▶ [THE EXERCISE]:
Copy the material from the line with "A point marks every instance of the tree" to the line with "Target: tree", both included, without changing a character.

▶ [DATA SHOWN]:
## start

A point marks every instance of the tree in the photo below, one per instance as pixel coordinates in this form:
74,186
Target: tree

## end
## start

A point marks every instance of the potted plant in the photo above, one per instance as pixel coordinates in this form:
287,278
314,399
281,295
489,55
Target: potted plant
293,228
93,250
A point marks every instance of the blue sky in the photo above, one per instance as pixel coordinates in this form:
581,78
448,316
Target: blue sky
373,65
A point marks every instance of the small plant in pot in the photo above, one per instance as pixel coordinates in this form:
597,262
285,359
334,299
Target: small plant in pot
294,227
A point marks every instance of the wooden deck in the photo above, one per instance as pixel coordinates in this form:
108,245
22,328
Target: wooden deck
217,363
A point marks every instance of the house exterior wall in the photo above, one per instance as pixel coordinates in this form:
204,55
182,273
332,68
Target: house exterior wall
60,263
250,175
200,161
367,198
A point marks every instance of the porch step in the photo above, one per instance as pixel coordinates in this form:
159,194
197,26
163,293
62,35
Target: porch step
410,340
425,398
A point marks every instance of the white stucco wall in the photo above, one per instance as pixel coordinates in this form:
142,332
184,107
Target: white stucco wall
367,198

## end

▶ [WRITTEN RESPONSE]:
A point marks every instance of the tree in the photo below, one per instance as pixel coordinates in this form:
74,186
Target: tree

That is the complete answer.